Problem description – The answer is all of the data, repeated exactly.

Data for analysis –
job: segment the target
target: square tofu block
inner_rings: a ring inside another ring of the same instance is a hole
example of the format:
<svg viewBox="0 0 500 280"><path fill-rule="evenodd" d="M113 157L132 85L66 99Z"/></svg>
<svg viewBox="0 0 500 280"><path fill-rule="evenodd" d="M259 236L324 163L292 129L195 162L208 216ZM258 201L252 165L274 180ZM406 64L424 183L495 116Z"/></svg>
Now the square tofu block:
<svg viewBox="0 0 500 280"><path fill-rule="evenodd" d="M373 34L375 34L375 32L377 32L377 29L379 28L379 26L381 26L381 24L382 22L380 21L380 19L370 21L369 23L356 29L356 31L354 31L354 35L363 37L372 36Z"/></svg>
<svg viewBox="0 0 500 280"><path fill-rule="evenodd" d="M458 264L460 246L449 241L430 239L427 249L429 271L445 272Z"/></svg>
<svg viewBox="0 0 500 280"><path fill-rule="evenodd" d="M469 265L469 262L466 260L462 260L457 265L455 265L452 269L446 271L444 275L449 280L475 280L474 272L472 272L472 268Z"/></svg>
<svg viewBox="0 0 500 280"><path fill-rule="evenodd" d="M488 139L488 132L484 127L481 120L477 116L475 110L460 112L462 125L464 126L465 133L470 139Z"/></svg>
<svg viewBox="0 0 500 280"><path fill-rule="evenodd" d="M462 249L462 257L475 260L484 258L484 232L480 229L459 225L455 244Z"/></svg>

Exercise output –
job: segment the target
target: square tofu block
inner_rings: a ring inside another ring of the same instance is a hole
example of the format:
<svg viewBox="0 0 500 280"><path fill-rule="evenodd" d="M113 157L132 85L66 99Z"/></svg>
<svg viewBox="0 0 500 280"><path fill-rule="evenodd" d="M259 236L324 163L292 129L195 162L208 216ZM258 201L252 165L274 180ZM406 64L424 183L495 116Z"/></svg>
Now the square tofu block:
<svg viewBox="0 0 500 280"><path fill-rule="evenodd" d="M373 34L375 34L375 32L377 32L377 29L379 28L379 26L381 26L381 24L382 22L380 21L380 19L370 21L369 23L356 29L356 31L354 31L354 35L363 37L372 36Z"/></svg>
<svg viewBox="0 0 500 280"><path fill-rule="evenodd" d="M458 264L460 246L449 241L430 239L427 249L429 271L445 272Z"/></svg>
<svg viewBox="0 0 500 280"><path fill-rule="evenodd" d="M469 265L469 262L466 260L462 260L457 265L455 265L452 269L446 271L444 275L449 280L475 280L474 272L472 272L472 268Z"/></svg>
<svg viewBox="0 0 500 280"><path fill-rule="evenodd" d="M488 139L488 132L484 127L481 120L477 116L475 110L460 112L462 125L464 126L465 133L470 139Z"/></svg>
<svg viewBox="0 0 500 280"><path fill-rule="evenodd" d="M462 249L462 257L475 260L484 258L484 232L480 229L459 225L455 244Z"/></svg>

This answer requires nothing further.